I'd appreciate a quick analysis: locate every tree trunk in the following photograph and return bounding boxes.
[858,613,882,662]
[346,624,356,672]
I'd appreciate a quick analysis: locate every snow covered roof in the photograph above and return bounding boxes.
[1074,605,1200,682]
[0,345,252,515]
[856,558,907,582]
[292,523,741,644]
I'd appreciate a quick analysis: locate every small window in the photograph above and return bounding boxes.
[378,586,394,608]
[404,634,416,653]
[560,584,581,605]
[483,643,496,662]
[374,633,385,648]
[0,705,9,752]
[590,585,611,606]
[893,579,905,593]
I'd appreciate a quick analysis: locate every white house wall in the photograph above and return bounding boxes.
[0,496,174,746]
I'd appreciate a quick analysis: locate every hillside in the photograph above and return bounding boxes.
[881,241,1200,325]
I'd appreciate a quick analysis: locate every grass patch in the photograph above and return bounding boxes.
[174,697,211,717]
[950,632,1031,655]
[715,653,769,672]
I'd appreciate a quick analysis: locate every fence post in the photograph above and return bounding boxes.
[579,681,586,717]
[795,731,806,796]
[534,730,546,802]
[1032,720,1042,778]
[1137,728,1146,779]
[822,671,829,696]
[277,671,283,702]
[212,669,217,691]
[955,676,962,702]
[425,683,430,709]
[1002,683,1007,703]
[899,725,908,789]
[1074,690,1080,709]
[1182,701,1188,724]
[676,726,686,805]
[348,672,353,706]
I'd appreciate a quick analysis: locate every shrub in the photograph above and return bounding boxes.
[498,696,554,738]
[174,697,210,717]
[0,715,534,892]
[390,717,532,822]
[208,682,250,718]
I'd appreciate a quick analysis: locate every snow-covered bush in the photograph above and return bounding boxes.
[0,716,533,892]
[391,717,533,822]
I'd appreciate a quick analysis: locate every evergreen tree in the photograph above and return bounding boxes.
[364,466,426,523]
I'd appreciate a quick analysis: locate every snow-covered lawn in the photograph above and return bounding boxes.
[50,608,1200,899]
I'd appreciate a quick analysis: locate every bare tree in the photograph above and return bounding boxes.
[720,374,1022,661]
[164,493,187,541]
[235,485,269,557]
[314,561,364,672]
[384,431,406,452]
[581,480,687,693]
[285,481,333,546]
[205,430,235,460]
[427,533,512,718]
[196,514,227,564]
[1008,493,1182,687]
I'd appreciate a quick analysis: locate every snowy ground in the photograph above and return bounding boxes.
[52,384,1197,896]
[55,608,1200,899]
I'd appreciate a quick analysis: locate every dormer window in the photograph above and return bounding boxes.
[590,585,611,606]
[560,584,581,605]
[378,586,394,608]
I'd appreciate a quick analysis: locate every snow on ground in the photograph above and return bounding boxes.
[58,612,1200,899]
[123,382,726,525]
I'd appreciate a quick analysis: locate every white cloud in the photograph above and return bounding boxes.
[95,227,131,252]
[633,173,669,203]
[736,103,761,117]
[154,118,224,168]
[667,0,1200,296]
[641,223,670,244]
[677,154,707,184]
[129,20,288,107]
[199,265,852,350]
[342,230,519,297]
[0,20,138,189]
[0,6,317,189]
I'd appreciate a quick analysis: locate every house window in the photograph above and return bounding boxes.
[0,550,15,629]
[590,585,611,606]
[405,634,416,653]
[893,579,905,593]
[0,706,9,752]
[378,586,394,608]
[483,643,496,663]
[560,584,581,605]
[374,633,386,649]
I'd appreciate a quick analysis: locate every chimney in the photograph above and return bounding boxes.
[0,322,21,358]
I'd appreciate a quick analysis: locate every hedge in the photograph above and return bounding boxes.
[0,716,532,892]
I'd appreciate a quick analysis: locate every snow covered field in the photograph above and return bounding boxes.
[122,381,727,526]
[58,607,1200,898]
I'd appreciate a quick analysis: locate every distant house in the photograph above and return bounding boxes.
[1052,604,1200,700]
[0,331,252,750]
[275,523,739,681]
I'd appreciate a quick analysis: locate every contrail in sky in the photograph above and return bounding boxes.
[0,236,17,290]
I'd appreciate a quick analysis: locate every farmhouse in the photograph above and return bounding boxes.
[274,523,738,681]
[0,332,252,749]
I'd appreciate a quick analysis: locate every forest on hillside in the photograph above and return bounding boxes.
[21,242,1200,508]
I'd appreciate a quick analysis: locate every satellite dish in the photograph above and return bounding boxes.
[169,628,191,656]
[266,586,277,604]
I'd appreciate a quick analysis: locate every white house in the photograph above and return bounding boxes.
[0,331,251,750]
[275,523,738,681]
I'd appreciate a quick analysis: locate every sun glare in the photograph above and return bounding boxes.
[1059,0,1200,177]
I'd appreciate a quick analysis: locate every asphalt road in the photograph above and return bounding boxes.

****************************************

● **Task requirements**
Above are some records; repeat all of them exactly.

● **Output for this exercise**
I'd appreciate a quick analysis: locate every tree trunk in the following photograph and return bounding boxes.
[858,613,882,662]
[346,624,356,672]
I'd appreciate a quick analysis: locate every snow covered roof in the photograph above and return bounding boxes.
[1074,605,1200,682]
[0,345,252,515]
[856,558,907,582]
[292,523,741,644]
I'd appreciate a quick analysis: locate every small window in the photograph above and return bounding boxes.
[378,586,394,608]
[404,634,416,653]
[560,584,581,605]
[483,643,496,662]
[374,633,385,648]
[0,705,9,752]
[590,585,611,606]
[893,579,905,593]
I'd appreciate a quick analysis: locate every white house wall in the photograph above and return bounding boxes.
[0,496,174,746]
I'd appreciate a quick analysis: locate every hillside in the photograph above and return bounding boxes.
[881,241,1200,325]
I'd appreciate a quick analysis: locate every grass patch in the photograph above and return bounding boxes.
[174,697,211,717]
[950,632,1031,655]
[715,653,769,672]
I'd appreciate a quick analysis: locate every fence post in the photograph above and return bounding boxes.
[579,681,586,717]
[795,731,806,796]
[534,730,546,802]
[1032,720,1042,778]
[1137,728,1146,779]
[822,671,829,696]
[277,671,283,702]
[212,669,217,691]
[955,676,962,702]
[425,683,430,709]
[1002,683,1007,703]
[899,725,908,789]
[1074,690,1080,709]
[1182,701,1188,724]
[676,726,686,805]
[348,672,353,706]
I'd appreciate a quick analysis: locate every shrub in the photograph above and return bounding boxes.
[498,696,554,738]
[174,697,210,717]
[0,715,534,892]
[390,717,532,822]
[208,682,250,718]
I'd appreciate a quick analysis: locate every snow-covered bush in the photograph above and return bounding boxes.
[0,716,533,892]
[391,717,533,822]
I'd appreciate a quick analysis: locate every evergreen tree in the photograph above and return bounding boxes.
[364,466,426,523]
I'd appreciate a quick analysis: locate every snow-covered lawn in the photograph above and return bounding boxes.
[50,608,1200,899]
I'd appreciate a quick analysis: locate every bare tree in the photograph above and return bounding boxes.
[720,374,1022,661]
[164,493,187,541]
[235,485,269,557]
[314,561,364,672]
[384,431,406,452]
[581,480,687,693]
[285,481,333,546]
[205,430,235,460]
[427,533,512,718]
[196,514,227,564]
[1008,493,1182,687]
I'd appreciate a quick analysis: locate every snowy ground in the photograph above and return bounding boxes.
[52,384,1197,896]
[55,608,1200,899]
I'd appreciate a quick analysis: locate every dormer window in the photograph above and return bounding boxes.
[590,585,611,606]
[560,584,581,605]
[378,586,394,608]
I'd appreciate a quick analysis: locate every snow on ground in the photograph above and return bounding boxes.
[58,612,1200,899]
[123,382,726,525]
I'd appreciate a quick analysis: locate every white cloud in the photograph above and return bounding boxes.
[95,227,131,252]
[633,173,669,203]
[736,103,761,117]
[154,118,224,168]
[667,0,1200,296]
[641,223,670,244]
[677,154,707,184]
[129,20,288,107]
[199,265,852,350]
[342,230,519,297]
[0,20,138,189]
[0,6,317,189]
I'd appreciate a quick analysis: locate every house window in the photograph above and return bounding boxes.
[0,550,15,629]
[590,585,611,606]
[405,634,416,653]
[893,579,905,593]
[0,706,9,752]
[378,586,394,608]
[483,643,496,663]
[560,584,581,605]
[374,633,386,649]
I'd appreciate a quick analysis: locate every chimney in the photograph above and return bounding boxes.
[0,322,21,358]
I'd appreciate a quick analysis: locate every hedge in the photograph above and return bounding boxes.
[0,716,532,892]
I'd appreciate a quick analysis: locate every snow covered field in the photograph above and return bounding boxes.
[122,381,727,526]
[58,607,1200,898]
I'd appreciate a quick analysis: locate every distant house in the photograph above and return bounding boxes.
[1052,604,1200,700]
[0,331,252,750]
[275,523,739,681]
I'd appreciate a quick analysis: locate every contrail in sky in the photograph above and return bounding boxes.
[0,236,17,290]
I'd appreciate a quick analysis: locate every farmhouse in the photograph above and return bounding boxes.
[274,523,738,681]
[0,332,252,749]
I'd appreciate a quick analysis: locate every forest on hillside in the photograph above and return bounding boxes.
[21,242,1200,508]
I'd appreciate a quick analysis: locate every satellite dish in the photograph above and return bounding boxes.
[169,628,191,656]
[266,586,277,604]
I'd appreciate a quick analysis: locate every white house in the photograph above and return bounding boxes.
[0,331,251,750]
[275,523,738,681]
I'd appreciate a quick analysis: locate every sun glare in the photograph above and return bounding boxes.
[1059,0,1200,177]
I'd appreciate a quick analysis: locate every asphalt road in the photograph above and return bounding boxes.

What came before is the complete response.